Aufgabe 1:
Gib den Absatz des Kommentars zur Missbrauchsaufklärung, der mit „Es sollte die weltweit umfassendste Untersuchung“ beginnt, kürzer wieder und behalte dabei die wesentlichen Fakten bei.
Aufgabe 2:
Tippe bitte aus dem Kommentar zur Missbrauchsaufklärung den Abschnitt von „Der Trierer Diözesan-Bischof“ bis einschließlich „geht es nicht.“ wortgetreu ab.

Zitierter Text:
Westfalen-Blatt: Das WESTFALEN-BLATT (Bielefeld) zum Thema Missbrauchsaufklärung

Es sollte die weltweit umfassendste Untersuchung
des Missbrauchs Schutzbefohlener durch katholische Priester werden.
Jetzt steht die vermeintliche Aufklärung als Verschlusssache und
Zensurversuch am Pranger. Die gewünschte unabhängige Offenlegung des
dunkelsten Kapitels moderner Kirchengeschichte ist vorerst krachend
gescheitert. Der beredte und hoch angesehene Kriminologe Christian
Pfeiffer hatte 2011 »Tiefenbohrungen in Kirchenarchiven« angekündigt.
Der Trierer Diözesan-Bischof Stephan Ackermann versprach ehrliches
Aufklärungsinteresse: Mithilfe unabhängiger Experten wolle die
Deutsche Bischofskonferenz besser verstehen, wie es zu sexuellem
Missbrauch durch Kirchenmitarbeiter hatte kommen können. Und was zu
dessen Verhinderung künftig getan werden kann. Die Antwort wird jetzt
noch länger auf sich warten lassen. Wen auch immer die Kirche als
nächstes beauftragt, die neue Kommission wird nur noch als
zweitrangig betrachtet werden. Außerdem: Professor Pfeiffer, medial
ausgefuchst wie er ist, hat prompt eine eigene Untersuchung
aufgelegt. Am Ende wird es konkurrierende Gutachten mit sich
vermutlich widersprechenden Erkenntnissen geben. Schlimmer hätte es
nicht kommen können, urteilen PR-Profis. Aber um die geht es nicht.

Daten:
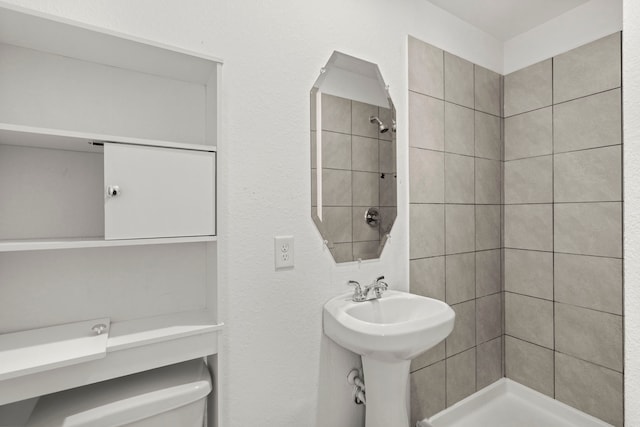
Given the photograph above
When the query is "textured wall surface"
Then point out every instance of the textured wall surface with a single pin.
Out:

Schriftliche Antwort 1:
Geplant war die weltweit umfassendste Untersuchung des Missbrauchs Schutzbefohlener durch katholische Priester. Nun steht die vermeintliche Aufklärung als Verschlusssache und Zensurversuch am Pranger, und die gewünschte unabhängige Offenlegung ist vorerst gescheitert. Der Kriminologe Christian Pfeiffer hatte 2011 „Tiefenbohrungen in Kirchenarchiven“ angekündigt. Der Trierer Bischof Stephan Ackermann hatte ehrliches Aufklärungsinteresse versprochen: Mit unabhängigen Experten wollte die Deutsche Bischofskonferenz verstehen, wie es zu sexuellem Missbrauch durch Kirchenmitarbeiter kommen konnte und wie er künftig verhindert werden kann. Die Antwort verzögert sich nun weiter, und jede neue Kommission wird nur als zweitrangig gelten. Pfeiffer hat zudem eine eigene Untersuchung aufgelegt, sodass am Ende wohl konkurrierende Gutachten mit widersprüchlichen Ergebnissen stehen. PR-Profis halten das für den schlimmsten Fall, doch um sie geht es nicht.

Schriftliche Antwort 2:
Der Trierer Diözesan-Bischof Stephan Ackermann versprach ehrliches
Aufklärungsinteresse: Mithilfe unabhängiger Experten wolle die
Deutsche Bischofskonferenz besser verstehen, wie es zu sexuellem
Missbrauch durch Kirchenmitarbeiter hatte kommen können. Und was zu
dessen Verhinderung künftig getan werden kann. Die Antwort wird jetzt
noch länger auf sich warten lassen. Wen auch immer die Kirche als
nächstes beauftragt, die neue Kommission wird nur noch als
zweitrangig betrachtet werden. Außerdem: Professor Pfeiffer, medial
ausgefuchst wie er ist, hat prompt eine eigene Untersuchung
aufgelegt. Am Ende wird es konkurrierende Gutachten mit sich
vermutlich widersprechenden Erkenntnissen geben. Schlimmer hätte es
nicht kommen können, urteilen PR-Profis. Aber um die geht es nicht.